- EXCERPT -
- Opening Delimiter -

And then, cybersecurity policies are fundamental to safeguard citizens’ rights online, such as privacy and data ownership, and to boost citizens’ trust in digital technologies so they can feel comfortable using them. Cyberattacks have increased in the LatAm region, mainly targeted at financial institutions. So countries must continue to foment greater cooperation with each other, involving all relevant stakeholders and establishing mechanisms to monitor, analyze and evaluate impacts for cybersecurity issues within their borders and throughout the region. Having more data regarding cyberspace will enable them to build up a cyber-risk management culture, which must spread more widely in both the public and the private sectors.


  • As a member of the Advisory Board on the BBVA Center for Financial Education and Cability, promoting the importance of financial skills and know-how as a key element in boosting the level of financial health and contributing to inclusive, sustainable growth, how do you think it can contribute to financial literacy and sustainable, inclusive recovery?

People’s decisions about how to prepare for and respond to life’s vicissitudes, such as the current pandemic, also influence financial health.

- Closing Delimiter -

- MATERIAL SUPPLIED -
- Opening Delimiter -

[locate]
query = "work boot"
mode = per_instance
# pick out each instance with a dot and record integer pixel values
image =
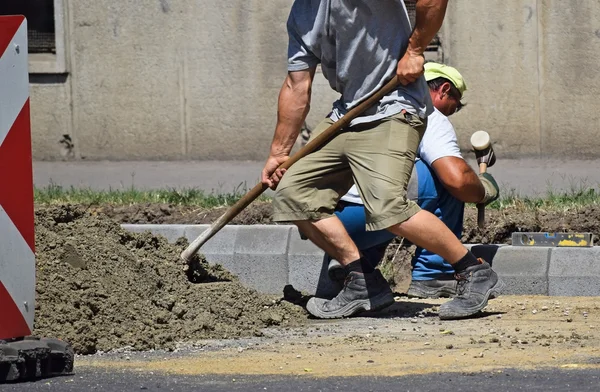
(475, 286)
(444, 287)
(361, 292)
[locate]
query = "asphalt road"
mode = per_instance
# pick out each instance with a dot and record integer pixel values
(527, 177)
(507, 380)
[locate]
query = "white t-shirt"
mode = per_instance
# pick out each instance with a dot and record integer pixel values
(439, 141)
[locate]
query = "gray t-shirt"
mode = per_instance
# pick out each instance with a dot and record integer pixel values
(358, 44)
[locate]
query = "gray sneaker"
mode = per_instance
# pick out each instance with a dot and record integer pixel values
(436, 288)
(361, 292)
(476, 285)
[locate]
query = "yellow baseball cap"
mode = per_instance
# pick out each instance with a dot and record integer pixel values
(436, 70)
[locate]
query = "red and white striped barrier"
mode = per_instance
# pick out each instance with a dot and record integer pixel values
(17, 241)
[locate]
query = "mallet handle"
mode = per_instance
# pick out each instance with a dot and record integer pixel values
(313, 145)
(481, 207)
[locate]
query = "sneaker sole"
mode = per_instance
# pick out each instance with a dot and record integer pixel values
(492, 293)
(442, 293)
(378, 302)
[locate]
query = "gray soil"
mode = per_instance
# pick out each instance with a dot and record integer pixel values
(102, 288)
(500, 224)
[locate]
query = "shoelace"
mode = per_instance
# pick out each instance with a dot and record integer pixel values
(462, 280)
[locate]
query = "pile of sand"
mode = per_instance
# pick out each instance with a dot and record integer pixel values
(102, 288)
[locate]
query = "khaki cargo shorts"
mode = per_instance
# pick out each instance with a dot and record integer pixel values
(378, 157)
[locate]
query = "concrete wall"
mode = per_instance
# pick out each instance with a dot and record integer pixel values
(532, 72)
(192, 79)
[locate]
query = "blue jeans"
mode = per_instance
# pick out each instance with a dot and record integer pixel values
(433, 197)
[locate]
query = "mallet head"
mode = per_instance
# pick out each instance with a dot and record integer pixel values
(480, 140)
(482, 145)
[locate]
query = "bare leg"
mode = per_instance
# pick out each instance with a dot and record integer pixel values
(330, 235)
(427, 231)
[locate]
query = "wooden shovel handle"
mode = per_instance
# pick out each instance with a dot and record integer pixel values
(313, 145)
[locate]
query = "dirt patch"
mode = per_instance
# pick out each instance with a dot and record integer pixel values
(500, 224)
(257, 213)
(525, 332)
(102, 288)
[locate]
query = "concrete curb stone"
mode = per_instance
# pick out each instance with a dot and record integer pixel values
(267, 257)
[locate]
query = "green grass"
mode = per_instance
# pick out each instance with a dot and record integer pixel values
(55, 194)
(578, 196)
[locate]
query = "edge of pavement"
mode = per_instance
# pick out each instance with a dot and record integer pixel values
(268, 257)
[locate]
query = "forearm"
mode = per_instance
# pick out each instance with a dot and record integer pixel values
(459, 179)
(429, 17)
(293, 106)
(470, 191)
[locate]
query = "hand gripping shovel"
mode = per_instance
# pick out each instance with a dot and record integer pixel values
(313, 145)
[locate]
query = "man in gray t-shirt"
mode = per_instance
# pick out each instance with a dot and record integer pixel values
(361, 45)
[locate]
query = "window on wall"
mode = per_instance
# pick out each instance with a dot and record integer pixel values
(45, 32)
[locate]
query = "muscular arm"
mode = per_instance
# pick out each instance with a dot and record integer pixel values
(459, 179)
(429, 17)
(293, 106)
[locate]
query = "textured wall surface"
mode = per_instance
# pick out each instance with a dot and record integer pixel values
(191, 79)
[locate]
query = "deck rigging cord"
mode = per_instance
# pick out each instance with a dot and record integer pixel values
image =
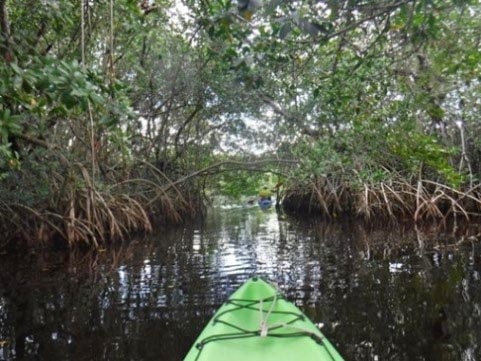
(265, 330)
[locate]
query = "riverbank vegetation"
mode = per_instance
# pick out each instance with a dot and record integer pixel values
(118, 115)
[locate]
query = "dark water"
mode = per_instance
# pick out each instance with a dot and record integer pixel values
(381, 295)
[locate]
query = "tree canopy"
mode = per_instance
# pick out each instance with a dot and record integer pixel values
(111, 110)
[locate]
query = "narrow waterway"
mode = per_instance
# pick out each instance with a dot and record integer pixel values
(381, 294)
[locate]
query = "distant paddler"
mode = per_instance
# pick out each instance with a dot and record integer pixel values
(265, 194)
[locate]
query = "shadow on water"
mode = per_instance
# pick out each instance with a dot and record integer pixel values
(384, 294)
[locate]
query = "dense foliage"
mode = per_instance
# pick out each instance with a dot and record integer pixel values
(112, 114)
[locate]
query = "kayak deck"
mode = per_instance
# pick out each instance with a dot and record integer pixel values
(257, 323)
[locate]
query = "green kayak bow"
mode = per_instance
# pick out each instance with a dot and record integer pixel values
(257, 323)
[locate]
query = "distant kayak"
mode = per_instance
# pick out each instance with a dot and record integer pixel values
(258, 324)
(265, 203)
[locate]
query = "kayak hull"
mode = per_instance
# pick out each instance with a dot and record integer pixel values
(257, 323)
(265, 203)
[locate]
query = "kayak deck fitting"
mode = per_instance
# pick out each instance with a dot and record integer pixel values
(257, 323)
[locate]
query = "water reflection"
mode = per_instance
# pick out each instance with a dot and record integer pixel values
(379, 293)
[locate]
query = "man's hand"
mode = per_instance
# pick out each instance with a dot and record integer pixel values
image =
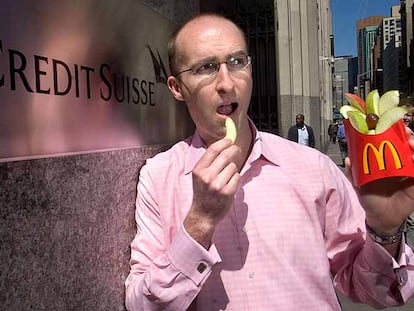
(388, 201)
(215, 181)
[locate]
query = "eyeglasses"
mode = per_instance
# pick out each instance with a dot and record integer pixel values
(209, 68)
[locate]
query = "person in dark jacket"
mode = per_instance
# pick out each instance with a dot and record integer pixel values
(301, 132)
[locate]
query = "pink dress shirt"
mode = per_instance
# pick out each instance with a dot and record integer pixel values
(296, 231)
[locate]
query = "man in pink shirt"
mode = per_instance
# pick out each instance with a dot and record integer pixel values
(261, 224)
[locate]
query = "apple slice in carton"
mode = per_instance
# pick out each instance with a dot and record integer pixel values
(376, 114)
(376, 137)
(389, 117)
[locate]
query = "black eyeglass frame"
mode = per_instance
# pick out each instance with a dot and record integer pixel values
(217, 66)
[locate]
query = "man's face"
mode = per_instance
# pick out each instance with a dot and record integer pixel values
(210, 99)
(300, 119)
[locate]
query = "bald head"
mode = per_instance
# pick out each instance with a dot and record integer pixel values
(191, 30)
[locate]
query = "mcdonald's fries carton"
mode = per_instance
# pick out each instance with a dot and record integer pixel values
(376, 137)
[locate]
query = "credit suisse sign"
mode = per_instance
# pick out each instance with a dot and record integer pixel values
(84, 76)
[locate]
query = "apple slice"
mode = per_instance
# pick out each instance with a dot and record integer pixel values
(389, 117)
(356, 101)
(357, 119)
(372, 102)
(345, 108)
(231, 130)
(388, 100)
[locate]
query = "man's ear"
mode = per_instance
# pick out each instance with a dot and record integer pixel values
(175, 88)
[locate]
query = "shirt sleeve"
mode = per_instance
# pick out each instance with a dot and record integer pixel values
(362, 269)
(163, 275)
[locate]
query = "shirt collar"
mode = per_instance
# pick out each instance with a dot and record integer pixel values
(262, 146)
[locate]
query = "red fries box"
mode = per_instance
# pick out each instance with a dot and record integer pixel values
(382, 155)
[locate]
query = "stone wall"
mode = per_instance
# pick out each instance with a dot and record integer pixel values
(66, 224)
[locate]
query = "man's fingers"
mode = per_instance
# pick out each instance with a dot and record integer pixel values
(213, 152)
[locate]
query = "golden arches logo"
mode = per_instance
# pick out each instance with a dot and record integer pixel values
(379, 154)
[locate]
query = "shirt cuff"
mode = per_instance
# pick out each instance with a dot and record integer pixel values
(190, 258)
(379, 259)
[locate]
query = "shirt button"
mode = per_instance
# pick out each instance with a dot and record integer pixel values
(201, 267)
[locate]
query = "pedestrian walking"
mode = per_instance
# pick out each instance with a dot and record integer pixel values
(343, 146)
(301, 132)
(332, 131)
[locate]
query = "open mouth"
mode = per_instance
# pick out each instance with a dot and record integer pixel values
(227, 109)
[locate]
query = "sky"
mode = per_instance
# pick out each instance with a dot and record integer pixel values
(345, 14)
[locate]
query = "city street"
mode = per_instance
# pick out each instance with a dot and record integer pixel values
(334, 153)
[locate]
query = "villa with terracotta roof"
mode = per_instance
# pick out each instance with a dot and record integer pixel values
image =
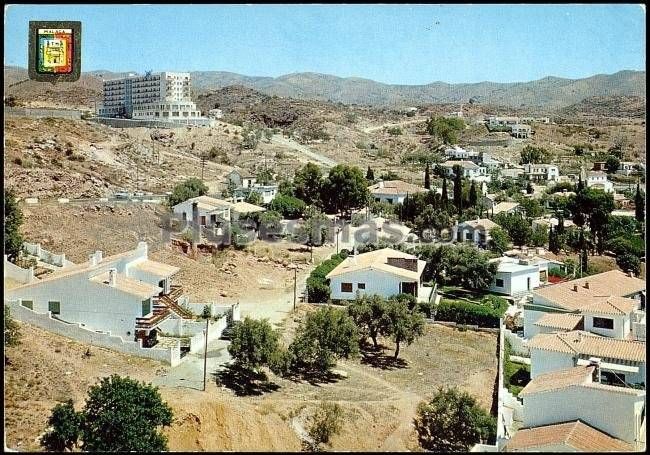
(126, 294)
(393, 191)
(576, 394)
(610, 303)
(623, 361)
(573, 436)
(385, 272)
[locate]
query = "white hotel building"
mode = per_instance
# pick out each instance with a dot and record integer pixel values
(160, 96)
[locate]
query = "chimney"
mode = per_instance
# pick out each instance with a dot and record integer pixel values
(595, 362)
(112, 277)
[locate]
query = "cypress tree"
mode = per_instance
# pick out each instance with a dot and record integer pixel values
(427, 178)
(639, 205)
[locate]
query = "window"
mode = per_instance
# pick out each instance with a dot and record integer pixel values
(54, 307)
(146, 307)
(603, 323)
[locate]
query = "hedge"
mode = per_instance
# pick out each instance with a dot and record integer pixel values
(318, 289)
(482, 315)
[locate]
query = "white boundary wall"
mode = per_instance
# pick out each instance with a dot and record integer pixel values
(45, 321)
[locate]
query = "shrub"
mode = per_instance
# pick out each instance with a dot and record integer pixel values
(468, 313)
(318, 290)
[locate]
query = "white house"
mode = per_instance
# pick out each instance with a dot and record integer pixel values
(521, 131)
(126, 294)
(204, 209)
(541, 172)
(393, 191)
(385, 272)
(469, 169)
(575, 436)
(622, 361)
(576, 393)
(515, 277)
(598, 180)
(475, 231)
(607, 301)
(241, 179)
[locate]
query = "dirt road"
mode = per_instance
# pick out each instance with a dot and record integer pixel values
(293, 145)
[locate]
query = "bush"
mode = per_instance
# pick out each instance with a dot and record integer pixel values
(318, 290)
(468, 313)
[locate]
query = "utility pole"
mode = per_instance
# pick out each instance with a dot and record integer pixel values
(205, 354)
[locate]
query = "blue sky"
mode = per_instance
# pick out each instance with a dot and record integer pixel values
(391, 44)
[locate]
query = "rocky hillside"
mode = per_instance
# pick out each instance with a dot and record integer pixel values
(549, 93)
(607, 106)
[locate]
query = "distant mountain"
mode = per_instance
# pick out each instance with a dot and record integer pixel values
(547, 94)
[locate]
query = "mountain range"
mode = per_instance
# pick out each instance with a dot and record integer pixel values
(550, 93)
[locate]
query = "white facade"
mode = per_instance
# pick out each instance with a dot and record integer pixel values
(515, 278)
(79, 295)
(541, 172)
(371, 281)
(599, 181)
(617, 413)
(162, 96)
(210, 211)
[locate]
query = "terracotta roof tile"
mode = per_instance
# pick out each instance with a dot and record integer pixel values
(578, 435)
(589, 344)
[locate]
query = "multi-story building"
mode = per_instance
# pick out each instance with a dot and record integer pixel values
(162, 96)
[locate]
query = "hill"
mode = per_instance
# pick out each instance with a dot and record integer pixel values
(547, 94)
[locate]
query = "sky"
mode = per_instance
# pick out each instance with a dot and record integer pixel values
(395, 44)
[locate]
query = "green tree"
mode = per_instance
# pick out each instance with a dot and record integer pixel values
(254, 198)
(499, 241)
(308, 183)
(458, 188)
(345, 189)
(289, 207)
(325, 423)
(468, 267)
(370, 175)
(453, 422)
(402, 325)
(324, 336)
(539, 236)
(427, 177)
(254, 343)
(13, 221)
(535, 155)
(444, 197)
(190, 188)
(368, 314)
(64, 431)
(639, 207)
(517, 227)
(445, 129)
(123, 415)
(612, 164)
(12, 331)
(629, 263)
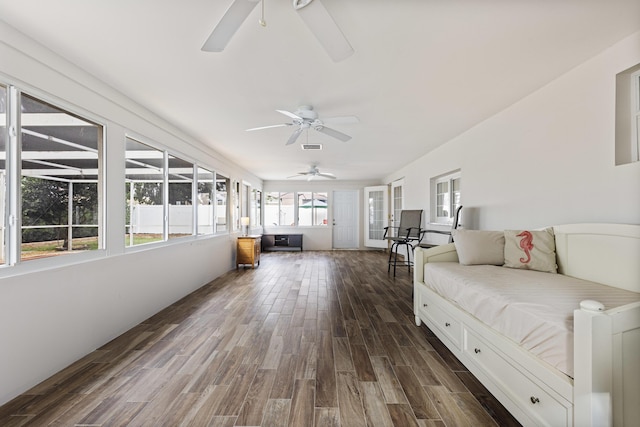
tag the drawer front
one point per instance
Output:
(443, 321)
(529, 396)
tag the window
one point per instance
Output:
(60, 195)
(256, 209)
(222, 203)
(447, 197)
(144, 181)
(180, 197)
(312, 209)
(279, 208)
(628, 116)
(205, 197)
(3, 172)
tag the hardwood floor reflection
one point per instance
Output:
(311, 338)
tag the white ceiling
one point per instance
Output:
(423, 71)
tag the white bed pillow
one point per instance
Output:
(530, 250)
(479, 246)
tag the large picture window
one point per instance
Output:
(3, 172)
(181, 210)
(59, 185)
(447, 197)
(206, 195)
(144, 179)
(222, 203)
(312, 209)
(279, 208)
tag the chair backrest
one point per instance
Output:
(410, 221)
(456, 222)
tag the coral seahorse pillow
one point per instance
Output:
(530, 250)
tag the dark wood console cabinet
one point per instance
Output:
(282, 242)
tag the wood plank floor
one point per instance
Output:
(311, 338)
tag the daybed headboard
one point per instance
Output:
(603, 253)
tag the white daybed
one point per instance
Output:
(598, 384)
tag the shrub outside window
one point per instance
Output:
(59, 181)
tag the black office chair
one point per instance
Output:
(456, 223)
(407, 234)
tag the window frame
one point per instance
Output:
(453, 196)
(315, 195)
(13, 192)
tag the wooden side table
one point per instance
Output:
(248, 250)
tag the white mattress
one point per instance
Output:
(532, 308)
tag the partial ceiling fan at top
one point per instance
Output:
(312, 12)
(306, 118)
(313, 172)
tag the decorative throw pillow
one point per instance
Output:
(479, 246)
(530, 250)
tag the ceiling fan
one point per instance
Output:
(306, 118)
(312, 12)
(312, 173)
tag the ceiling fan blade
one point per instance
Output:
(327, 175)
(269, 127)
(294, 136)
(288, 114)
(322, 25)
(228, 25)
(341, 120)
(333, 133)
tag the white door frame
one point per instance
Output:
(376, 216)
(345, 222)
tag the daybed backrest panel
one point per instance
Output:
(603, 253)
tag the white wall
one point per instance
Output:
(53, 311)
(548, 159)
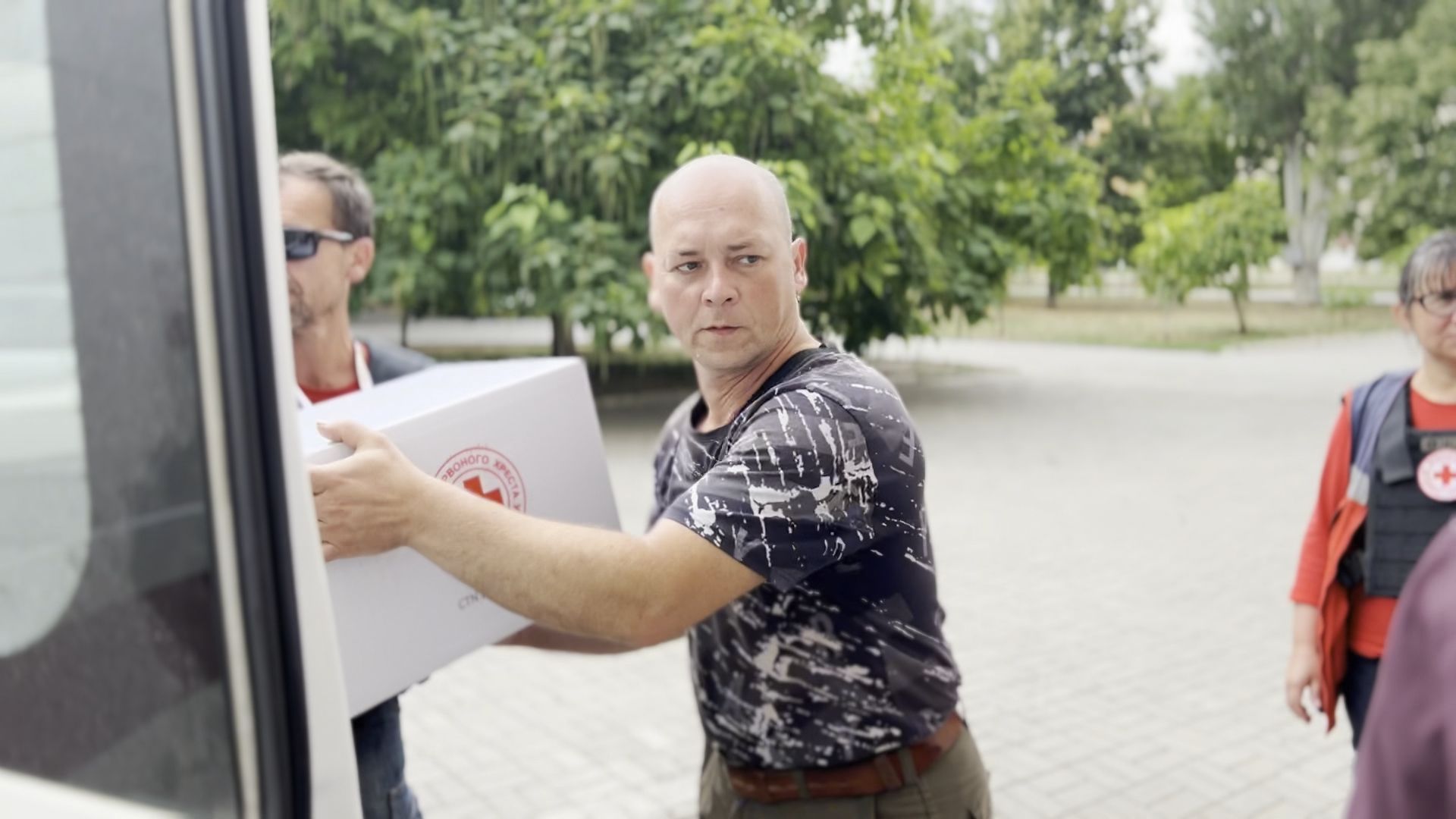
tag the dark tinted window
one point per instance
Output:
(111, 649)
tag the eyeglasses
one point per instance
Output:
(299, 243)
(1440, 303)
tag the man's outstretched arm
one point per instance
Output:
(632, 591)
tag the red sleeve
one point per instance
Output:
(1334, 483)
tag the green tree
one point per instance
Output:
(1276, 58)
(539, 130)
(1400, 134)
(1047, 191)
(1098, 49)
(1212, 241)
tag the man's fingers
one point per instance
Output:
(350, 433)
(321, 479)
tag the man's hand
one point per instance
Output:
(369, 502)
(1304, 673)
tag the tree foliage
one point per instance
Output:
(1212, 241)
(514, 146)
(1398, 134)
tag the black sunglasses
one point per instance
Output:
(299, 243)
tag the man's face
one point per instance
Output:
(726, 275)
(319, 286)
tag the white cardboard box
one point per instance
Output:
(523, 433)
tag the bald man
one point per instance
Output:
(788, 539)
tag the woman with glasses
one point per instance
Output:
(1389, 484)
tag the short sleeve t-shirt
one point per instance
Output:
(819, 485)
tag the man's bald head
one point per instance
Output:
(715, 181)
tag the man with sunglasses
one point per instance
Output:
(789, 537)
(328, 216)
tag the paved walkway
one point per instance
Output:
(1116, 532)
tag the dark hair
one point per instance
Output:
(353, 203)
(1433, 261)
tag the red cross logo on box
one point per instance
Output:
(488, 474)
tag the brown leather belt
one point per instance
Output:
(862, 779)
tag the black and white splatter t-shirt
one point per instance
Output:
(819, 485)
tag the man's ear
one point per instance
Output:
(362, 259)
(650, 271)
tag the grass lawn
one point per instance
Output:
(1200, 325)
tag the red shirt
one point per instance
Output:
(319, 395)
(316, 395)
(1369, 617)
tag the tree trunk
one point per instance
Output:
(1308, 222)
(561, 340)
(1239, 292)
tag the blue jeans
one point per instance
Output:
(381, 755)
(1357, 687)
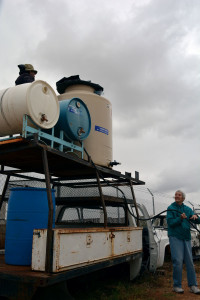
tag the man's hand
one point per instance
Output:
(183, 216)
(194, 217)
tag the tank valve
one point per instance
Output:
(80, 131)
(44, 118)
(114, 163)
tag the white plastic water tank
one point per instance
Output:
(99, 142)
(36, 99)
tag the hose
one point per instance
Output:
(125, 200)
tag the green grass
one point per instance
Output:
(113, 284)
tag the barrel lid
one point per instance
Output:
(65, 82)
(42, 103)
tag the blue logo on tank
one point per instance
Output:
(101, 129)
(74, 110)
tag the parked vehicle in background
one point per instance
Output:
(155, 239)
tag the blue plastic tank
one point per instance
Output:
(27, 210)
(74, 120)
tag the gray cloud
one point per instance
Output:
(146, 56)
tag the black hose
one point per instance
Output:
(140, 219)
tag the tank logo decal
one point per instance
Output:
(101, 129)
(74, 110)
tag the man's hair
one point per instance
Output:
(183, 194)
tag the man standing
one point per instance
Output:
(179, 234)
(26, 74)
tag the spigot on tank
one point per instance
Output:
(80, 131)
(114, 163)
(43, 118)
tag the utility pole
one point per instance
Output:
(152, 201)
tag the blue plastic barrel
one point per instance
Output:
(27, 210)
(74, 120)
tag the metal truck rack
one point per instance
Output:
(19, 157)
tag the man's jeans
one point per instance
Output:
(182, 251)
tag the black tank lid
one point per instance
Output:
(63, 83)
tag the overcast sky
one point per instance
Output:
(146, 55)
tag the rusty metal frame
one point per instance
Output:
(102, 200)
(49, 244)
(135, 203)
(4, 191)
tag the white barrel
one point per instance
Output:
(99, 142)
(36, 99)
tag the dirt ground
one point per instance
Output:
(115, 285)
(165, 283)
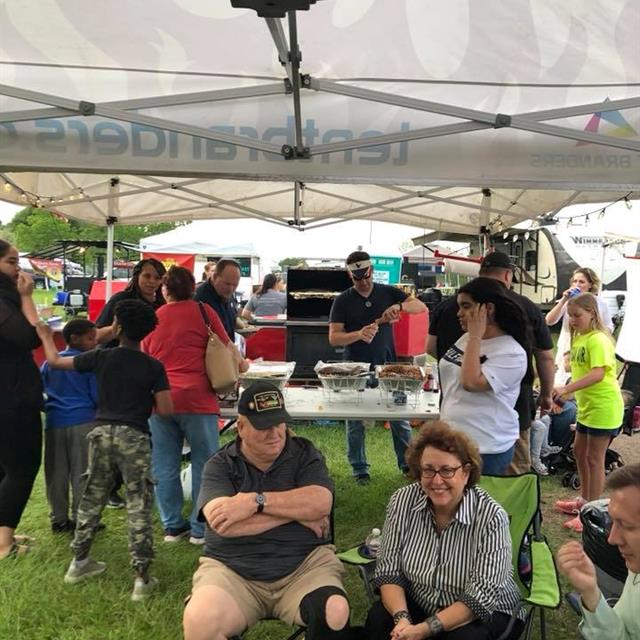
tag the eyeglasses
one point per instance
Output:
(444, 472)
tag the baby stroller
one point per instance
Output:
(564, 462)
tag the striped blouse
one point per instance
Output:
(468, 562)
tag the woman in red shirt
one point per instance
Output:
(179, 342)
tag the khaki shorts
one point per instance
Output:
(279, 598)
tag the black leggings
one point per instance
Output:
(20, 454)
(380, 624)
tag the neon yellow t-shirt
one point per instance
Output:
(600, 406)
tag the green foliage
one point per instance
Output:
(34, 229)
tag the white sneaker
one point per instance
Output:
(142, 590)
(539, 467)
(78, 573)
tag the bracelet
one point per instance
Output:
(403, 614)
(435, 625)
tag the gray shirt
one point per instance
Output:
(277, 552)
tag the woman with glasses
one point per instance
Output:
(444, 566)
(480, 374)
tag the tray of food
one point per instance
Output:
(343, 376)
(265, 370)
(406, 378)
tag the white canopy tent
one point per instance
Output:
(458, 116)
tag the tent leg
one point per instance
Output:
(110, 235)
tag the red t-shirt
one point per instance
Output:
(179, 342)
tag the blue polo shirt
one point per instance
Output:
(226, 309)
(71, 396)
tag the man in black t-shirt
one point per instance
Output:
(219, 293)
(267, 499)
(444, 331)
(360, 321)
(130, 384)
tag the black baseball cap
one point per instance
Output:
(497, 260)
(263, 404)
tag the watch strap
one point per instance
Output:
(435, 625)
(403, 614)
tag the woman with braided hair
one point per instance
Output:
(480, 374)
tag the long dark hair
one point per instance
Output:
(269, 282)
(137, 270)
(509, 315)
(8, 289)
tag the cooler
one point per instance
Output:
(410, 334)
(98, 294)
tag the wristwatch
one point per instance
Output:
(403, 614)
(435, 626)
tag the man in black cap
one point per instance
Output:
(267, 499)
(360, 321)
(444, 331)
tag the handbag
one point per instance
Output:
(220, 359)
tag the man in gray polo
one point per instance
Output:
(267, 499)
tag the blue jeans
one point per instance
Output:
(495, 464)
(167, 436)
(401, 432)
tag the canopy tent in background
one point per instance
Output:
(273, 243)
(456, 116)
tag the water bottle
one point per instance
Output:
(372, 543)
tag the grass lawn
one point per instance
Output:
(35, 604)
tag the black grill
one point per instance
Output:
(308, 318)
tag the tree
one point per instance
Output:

- Closing Delimiter -

- WORK INSTRUCTION -
Rewrite the cybersecurity text between "And then, cybersecurity" and "the private sectors.", inclusive, changing "LatAm" to "Latin American".

- EXPECTED ANSWER -
And then, cybersecurity policies are fundamental to safeguard citizens’ rights online, such as privacy and data ownership, and to boost citizens’ trust in digital technologies so they can feel comfortable using them. Cyberattacks have increased in the Latin American region, mainly targeted at financial institutions. So countries must continue to foment greater cooperation with each other, involving all relevant stakeholders and establishing mechanisms to monitor, analyze and evaluate impacts for cybersecurity issues within their borders and throughout the region. Having more data regarding cyberspace will enable them to build up a cyber-risk management culture, which must spread more widely in both the public and the private sectors.